**Your task**
Rewrite the items, replacing every occurrence of "white cloud" with "gray cloud" and leaving everything else unchanged.

**Named object pointing items**
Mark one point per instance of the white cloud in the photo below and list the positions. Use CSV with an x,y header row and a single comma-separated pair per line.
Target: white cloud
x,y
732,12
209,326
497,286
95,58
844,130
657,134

**Complete answer**
Mark one point per instance of the gray cloud in the photo below and list the positions. Use CSV with an x,y header row and a single comma-separated pair per line.
Target: gray cloud
x,y
732,12
209,326
497,286
95,58
844,130
657,134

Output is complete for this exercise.